- _WHAT YOU NEED TO DO_
1/ In the forum thread about whether a boy should read a book on World War II, what did the original poster's husband not want their son exposed to at age 9?
2/ Pick up the forum thread on letting a 9-year-old read a World War II book from its final line and keep writing it.

- _PAGE EXTRACT_
# Should my son read this book?



## 4sure (Aug 8, 2010)

I recently read a book about WW2. The main character endured horrific treatment from the Japanese. He was in a POW camp. My 9 year old now wants to read it, my husband doesn't think he should. I say it's part of history. The abuse the man endured was terrible, but he survived, and he went on to be successful. The care the prisoners gave each other was amazing.

This man's determination, persistance, and endurance is amazing. He never once thought of giving up.

He later forgave his captors, and met with some of them. They asked for his forgiveness, they were sorry for how they treated the POWs.

Also my son loves history. He wants to read about war, Hitler etc.. My H doesn't want him exposed to the Hitler/ Holocaust at 9. Should he read the books?


----------



## GreenEyes (Jan 27, 2011)

My daughter is 7 and she is interested in watching the History Channel and the Discovery channel and stuff like that. While I don't really let her watch things about the holocaust, I wouldn't have a problem with her reading a factual book about it (visual can be a lot more disturbing than reading a description). I mean you are right, it is history, it did happen, and since I have been very young I have been interested in the holocaust, and I didn't turn out to be a social outcast or pyschotic serial killer or anything. It's a mind boggling part of history that a lot of people, even children, want to know about, it's natural human curiosity.


----------



## 827Aug (Apr 27, 2008)

That's really amazing your 9 year old wants to read such books. I would allow him to read it. If he is mature enough to have the interest in the subject matter, then he should be allowed to read it. Also, valuable lessons can be learned from history--good and bad.


----------



## greeneyeddolphin (May 31, 2010)

If he's interested, and you think he can handle it, then I say let him read it. I would make sure to discuss it with him afterwards, make sure he understood what he read and answer any questions it might have brought up for him. But I see no reason to shield him from it.


----------



## F-102 (Sep 15, 2010)

My 10-year old daughter loves historical things too (just last night, she was marveling at pics I was showing her of the wreck of the Lusitania, and I didn't hold back that it sank because it was torpedoed). She is rather mature for her age, and I think that if your son's mature too (the fact that he likes "grown-up" subjects points to this), then, the earlier the better with the difficult subjects.


----------



## major misfit (Oct 17, 2010)

My 10yo son loves history as well. I would let him read the book. You know whether he can "handle" it or not. And I would discuss it with him afterwards, or while he's reading it.


----------



## F-102 (Sep 15, 2010)

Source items
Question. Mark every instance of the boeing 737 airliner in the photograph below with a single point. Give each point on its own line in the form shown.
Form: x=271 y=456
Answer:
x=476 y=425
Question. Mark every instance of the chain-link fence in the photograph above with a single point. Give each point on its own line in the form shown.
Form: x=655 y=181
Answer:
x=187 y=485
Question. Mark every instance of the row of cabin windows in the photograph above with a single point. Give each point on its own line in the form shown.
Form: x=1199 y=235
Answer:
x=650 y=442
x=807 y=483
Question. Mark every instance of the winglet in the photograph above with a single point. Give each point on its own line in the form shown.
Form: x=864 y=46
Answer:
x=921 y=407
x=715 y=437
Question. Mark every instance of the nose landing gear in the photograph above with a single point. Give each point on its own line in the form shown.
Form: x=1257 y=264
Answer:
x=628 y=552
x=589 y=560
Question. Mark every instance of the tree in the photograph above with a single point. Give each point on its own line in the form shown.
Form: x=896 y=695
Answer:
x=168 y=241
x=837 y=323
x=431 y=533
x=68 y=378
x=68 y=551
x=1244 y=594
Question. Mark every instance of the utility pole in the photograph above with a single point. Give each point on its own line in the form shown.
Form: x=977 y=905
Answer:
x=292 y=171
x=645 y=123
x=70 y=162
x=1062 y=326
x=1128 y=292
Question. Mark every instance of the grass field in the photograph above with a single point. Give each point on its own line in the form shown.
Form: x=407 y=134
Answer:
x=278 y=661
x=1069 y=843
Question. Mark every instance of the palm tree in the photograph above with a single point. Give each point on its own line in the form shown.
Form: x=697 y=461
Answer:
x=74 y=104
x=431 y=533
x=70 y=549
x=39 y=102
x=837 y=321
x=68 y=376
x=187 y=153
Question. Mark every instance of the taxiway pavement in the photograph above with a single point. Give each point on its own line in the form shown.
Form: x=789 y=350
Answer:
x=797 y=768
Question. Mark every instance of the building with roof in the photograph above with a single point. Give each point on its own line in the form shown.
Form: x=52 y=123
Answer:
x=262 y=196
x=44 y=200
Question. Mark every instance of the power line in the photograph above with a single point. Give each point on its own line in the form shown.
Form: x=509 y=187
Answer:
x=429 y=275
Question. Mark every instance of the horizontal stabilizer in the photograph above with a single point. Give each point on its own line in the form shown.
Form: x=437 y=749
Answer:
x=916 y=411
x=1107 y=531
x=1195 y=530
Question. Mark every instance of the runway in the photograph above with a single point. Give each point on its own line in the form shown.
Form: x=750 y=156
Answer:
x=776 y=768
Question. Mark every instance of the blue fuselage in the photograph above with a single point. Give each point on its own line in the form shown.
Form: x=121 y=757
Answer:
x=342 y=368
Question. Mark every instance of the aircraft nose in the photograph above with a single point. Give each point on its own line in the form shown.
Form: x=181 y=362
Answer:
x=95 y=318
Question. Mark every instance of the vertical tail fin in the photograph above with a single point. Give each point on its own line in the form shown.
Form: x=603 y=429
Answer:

- _SOLVED TASKS_
1/ The Hitler/Holocaust subject matter.

2/
And even if he can't "handle it" now, it will make him better prepared for history class later. I remember the first time I saw pics of concentration camps (on my lunch period, no less!), I got kinda depressed, but then when we got to it in history class later, I was one of the few who could get thru the whole lesson.


----------



## major misfit (Oct 17, 2010)

I have some old Time Life books on the Vietnam War that I had ordered probably 25 years ago...at least. My kids had come down for a visit saturday, and were going through all the pictures and "keepsakes". My 25yo and my son got in an argument about who's going to get those books, lol. He's willing to share..he gets one, she gets one...she's not. I told them I'm not going anywhere, and they can duke it out when the time comes, lol.

Try explaining the politics of the Vietnam War to a 10yo....he had way more questions than I had answers for. I need to put him in touch with an old friend of mine who was a Green Beret, and a "tunnel rat".


----------



## 4sure (Aug 8, 2010)

He's reading the book. He now tells me about the B-24 plane. I love to see his eyes light up when he is filling his mind with knowledge. When he reads, the book comes alive to him. He always has had a great imagination.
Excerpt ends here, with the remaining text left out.